Le vrai mystère n’est pas « Comment se fait-il que les dépêches du Moyen-Orient soient si grotesques ? » mais « D’où ces autocrates tirent-ils L’assurance qu’on prendra leurs divagations au sérieux ? ».
La réponse tient en deux éléments : pétrole et armes nucléaires; et parfois la combinaison des deux.
Quelques soient les critères économiques considérés, la plupart des états du Moyen-Orient, qu’ils soient caractérisés par la monarchie, le Baathisme, la dictature ou la théocratie se sont enlisés. Il n’y a guère de découvertes scientifiques en provenance du Caire ou de Damas. Il est tragique et peut-être dur, mais néanmoins honnête, d’admettre que le monde arabe contemporain n’a récemment apporté à l’humanité que deux dispositifs inédits : la ceinture d’explosif et la bombe artisanale improvisée. Même ici, il existe une double ironie : la technologie utilisée par ces engins provient de l’Occident. Et l’emploi de cette tactique découle lui-même de l’admission désespérée qu’il serait suicidaire de mener un combat conventionnel contre des forces militaires occidentalisées sans utiliser les civils comme boucliers.
Pendant ce temps, des millions d’Africains font face à la famine et essayent de mettre en place des régimes démocratiques. L’Asie est en pleine transformation économique. L’Amérique latine subit des bouleversements politiques radicaux. Qui s’en soucie ? Au lieu de s’y arrêter, notre attention est scotchée sur quelques arpents de terres autour de Jéricho, sur les montagnes de l’Hindou Kouch, sur l’ordre de succession au trône des
monarchies du Golfe, et sur les vociférations récentes d’un président iranien apparemment légèrement détraqué, qui sans le pétrole et un réacteur nucléaire serait l’objet de la dérision générale comme le fut Idi Amin Dada à son époque.

══════════════════════════════

VOTRE OBJECTIF >> Poursuivez le texte ci-dessus sur les autocrates du Moyen-Orient, le pétrole et l'arme nucléaire, en reprenant après sa dernière phrase.

══════════════════════════════

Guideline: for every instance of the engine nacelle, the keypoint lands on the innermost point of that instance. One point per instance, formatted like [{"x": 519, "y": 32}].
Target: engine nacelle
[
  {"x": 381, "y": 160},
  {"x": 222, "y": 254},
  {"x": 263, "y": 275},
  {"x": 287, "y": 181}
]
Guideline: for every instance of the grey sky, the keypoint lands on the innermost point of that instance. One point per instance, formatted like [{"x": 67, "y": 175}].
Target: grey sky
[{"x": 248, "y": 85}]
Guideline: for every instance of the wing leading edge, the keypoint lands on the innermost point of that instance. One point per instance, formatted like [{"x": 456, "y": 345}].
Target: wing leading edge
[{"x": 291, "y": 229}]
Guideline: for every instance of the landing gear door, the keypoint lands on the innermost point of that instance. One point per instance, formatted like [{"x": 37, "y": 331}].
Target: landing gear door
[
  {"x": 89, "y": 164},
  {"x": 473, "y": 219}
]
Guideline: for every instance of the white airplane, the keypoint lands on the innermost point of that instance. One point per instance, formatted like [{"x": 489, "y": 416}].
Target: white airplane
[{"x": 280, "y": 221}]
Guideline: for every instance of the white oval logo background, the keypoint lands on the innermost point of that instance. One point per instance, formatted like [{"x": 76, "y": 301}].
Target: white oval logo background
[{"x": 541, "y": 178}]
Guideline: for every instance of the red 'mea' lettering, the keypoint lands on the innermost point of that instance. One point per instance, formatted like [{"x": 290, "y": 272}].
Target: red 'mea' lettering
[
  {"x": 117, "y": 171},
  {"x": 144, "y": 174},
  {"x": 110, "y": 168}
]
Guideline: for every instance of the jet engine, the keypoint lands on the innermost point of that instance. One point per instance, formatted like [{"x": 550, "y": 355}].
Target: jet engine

══════════════════════════════

RÉPONSE À L'EXERCICE >>
Supprimez la dépendance au pétrole de l’Europe et des Etats-Unis, et les milliards de pétrodollars de rente annuelle que le monde envoie à des régimes arriérés comme l’Iran ou l’Arabie Saoudite, et, franchement, le fait que de telles sociétés claniques et patriarcales, ayant coutume de s’apitoyer sur leur propre sort, veuillent rester tribales, n’empêcherait pas les 5 milliards d’autres habitants du globe de dormir. Il n’y aurait plus d’argent pour le Hezbollah, pour les madrasas wahhabites, pour les escouades d’assassins syriens, ou pour payer les apologistes occidentaux.
Le problème n’est pas simplement celui des fournisseurs propres aux USA, après tout, nous importons beaucoup de notre pétrole du Mexique, du Canada et du Nigeria. Nous devrions plutôt nous inquiéter de ce que cette demande insatiables résulte en une offre globalement trop restreinte pour contenter tout le monde, ce qui conduit à la hausse des cours et aux pétromilliards qui atterrissent dans les mains de pays sinon en panne, et qui utilisent ce cadeau pour financer leurs activités scélérates, depuis l’achat d’armes nucléaires jusqu’à celui du silence de l’Occident, de l’Inde et de la Chine. Si le monde accepte le comportement malveillant du Moyen-Orient, c’est en dernier ressort à cause de notre appétit vorace pour le pétrole D’importation, et de ses répercussions à de multiples niveaux, allant du prix global du pétrole à la politique d’apaisement menée envers le fascisme islamique.
Sans l’acquisition de la force de frappe nucléaire, le Pakistan ou l’Iran ne représenteraient que peu de motifs d’inquiétude. Ce n’est pas un hasard si les responsables d’Al Qaeda se trouvent au Pakistan ou en Iran ; ils y sont assurés de leur immunité, en raison de ce que leurs hôtes ont de vastes réserves pétrolière ou des capacités nucléaires, ou les deux.
La leçon de tout ceci est que, si nous voulons libérer les États-Unis d’un tel chantage et de cette dépendance, nous devons au moins tenter d’assurer notre autosuffisance énergétique, faisant ainsi baisser les prix du pétrole, et veiller à ce qu’aucun régime autocratique du Moyent-Orient n’obtienne d’arme nucléaire. Ces principes, complétés par un soutient des réformes démocratiques, devraient être les trois piliers de la politique étrangère américaine.
Encourager la démocratie est essentiel, afin de présenter un autre choix que la dictature ou la théocratie, et tout spécialement maintenant que nous pouvons discerner une tendance générale au Moyen-Orient : le successeur logique d’un Shah est un Khomeiny ; un Zarqaoui voudrait prendre la place d’un Saddam déchu ; un Arafat que l’on soutient assure un Hamas ; et un Moubarak subventionné mènera aux Frères Musulmans. Le fanatisme puritain se nourrit toujours de la corruption autocratique, comme si couper des têtes et des mains était l’antidote adéquat aux tribunaux militaires et aux pelotons d’exécution.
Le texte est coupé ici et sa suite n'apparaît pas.